-- START OF Provided passage --

# Good stiff responsive boots?



## atr3yu (Feb 15, 2012)

I went from a pair of Motos to Ride RFLs and I love them. Super light, fit my feet, etc. I got the spd version because I love speed laces. You really need to get your feet in some boots to decide though. Walking into the store I thought I was walking out with Ions for sure, but trying them on changed my mind.


----------



## RockSteady (Jan 14, 2013)

nmsoccerman said:


> Anyone got any ideas on a good stiff, responsive boot? I currently am looking at dc statuses, ride t1, and Burton driver x. Which of these would you prefer? also dc judge is another option. I currently am riding a burton moto from like 4 years ago, so i would like suggestions on a stiffer boot


you got me, your title sounded like you were talking about me, not a boot. I rock the new T-rice DC boot-They are lock down with a fat stiffy. Double boa is the shit.


----------



## bordsmnj (Jan 18, 2013)

new malamute AND synapse (non boa, non-wide) on the way. maybe i'll review after i break them in. my f22's loosend up big time after break in. started very stiff and noe medium stiff at best. just throwing that out there.


----------



## brapncarve (Dec 17, 2012)

just got some driver x's and couldnt be happier. the response is amazing and the dual zone speed lace works great though i was skeptical at first.sizing runs a little small though.i usually have some achilles pain from heelside chatter and these boots have cured that.alot of happy feet in malamutes as well.make sure you really want a stiff boot,throws off the park hits a little for some.


----------



## RockSteady (Jan 14, 2013)

brapncarve said:


> just got some driver x's and couldnt be happier. the response is amazing and the dual zone speed lace works great though i was skeptical at first.sizing runs a little small though.i usually have some achilles pain from heelside chatter and these boots have cured that.alot of happy feet in malamutes as well.make sure you really want a stiff boot,throws off the park hits a little for some.


Driver X's are what you get when you wanna put a boot up someones ass?:dunno:


----------



## SnowDragon (Apr 23, 2012)

I got last year's Status boots from DC on sale this year.
Love them.
Stiff, responsive, but still comfortable for this kind of boot.
And yes, I like the dual boa lacing also.

-- END OF Provided passage --
-- START OF Information shown --

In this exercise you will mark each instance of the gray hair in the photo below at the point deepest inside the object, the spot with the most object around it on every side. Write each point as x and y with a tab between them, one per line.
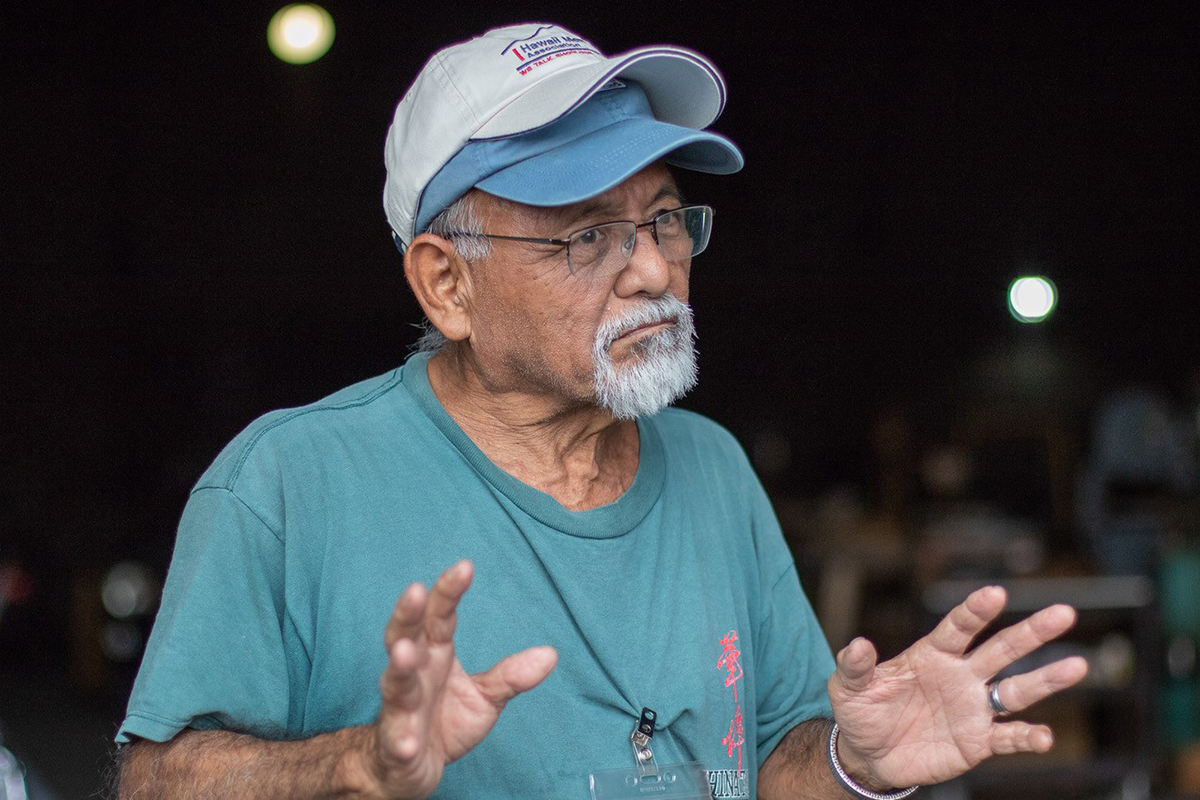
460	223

-- END OF Information shown --

To-do list |
- a) From the forum thread about stiff, responsive boots, copy the passage from "Driver X's are" to "kind of boot." word for word.
- b) Write what comes next in the forum thread about stiff, responsive boots, picking up after its final post.

Written answers |
- a)
Driver X's are what you get when you wanna put a boot up someones ass?:dunno:


----------



## SnowDragon (Apr 23, 2012)

I got last year's Status boots from DC on sale this year.
Love them.
Stiff, responsive, but still comfortable for this kind of boot.

- b)
Salomon Malamutes are probably the stiffest boot I've tried on. But painfully stiff IMO.


----------



## brapncarve (Dec 17, 2012)

RockSteady said:


> Driver X's are what you get when you wanna put a boot up someones ass?:dunno:


should work fine for that too.:icon_scratch:


----------



## RockSteady (Jan 14, 2013)

brapncarve said:


> should work fine for that too.:icon_scratch:


:thumbsup: Ordering now :yahoo:


----------



## poutanen (Dec 22, 2011)

nmsoccerman said:


> Anyone got any ideas on a good stiff, responsive boot? I currently am looking at dc statuses, ride t1, and Burton driver x. Which of these would you prefer? also dc judge is another option. I currently am riding a burton moto from like 4 years ago, so i would like suggestions on a stiffer boot


I've had a few pair of Driver Xs and love them, but they fit my feet right, they might not fit your feet right.

Best bet if you want STIFF boots is to get a list of the stiff ones, and head down to shops to try them all on.

I bought my latest pair of drivers a half size smaller than I've ever bought a boot before, and they feel LOCKED. No heel movement, excellent support, response, etc. I have going on 75 days on them and they're still good and stiff.


----------



## KIRKRIDER (Mar 18, 2008)

nmsoccerman said:


> *Burton driver x.*


Love the removable supports to make them even stiffer. Perfect if you like carving, but they support your ankle well even in a long pow day.


----------



## Whoracle (Feb 6, 2012)

I like the K2 Maysis. Its not the stiffest, but it is a firm, comfortable stiff. Other stiffer boots I tried on were ski boot stiff and hurt just to wear them. These are firm enough, but have a nice flex to them when needed, and the ankle cuff is sweet. Took me a while to know how tight it needs to be to hold me snug and not cut off circulation though.


----------



## longboardsrule (Dec 6, 2012)

Just got a new set of drivers this year, love em! They are way lighter than the drivers of yesteryear, nice and stiff too.

Just got out of a pair of 8 year old drivers, they were still super stiff.


----------



## poutanen (Dec 22, 2011)

longboardsrule said:


> Just got a new set of drivers this year, love em! They are way lighter than the drivers of yesteryear, nice and stiff too.
> 
> Just got out of a pair of 8 year old drivers, they were still super stiff.


Damn it all now you've got me looking at new Drivers... Mine are 3 years old have about 75 days on them and 2500 km or so! :yahoo: Still feel like they're barely broken in...

The fact that yours were still stiff after 8 years is a good testament to their construction (either that or you almost never get out! lol)...


----------



## longboardsrule (Dec 6, 2012)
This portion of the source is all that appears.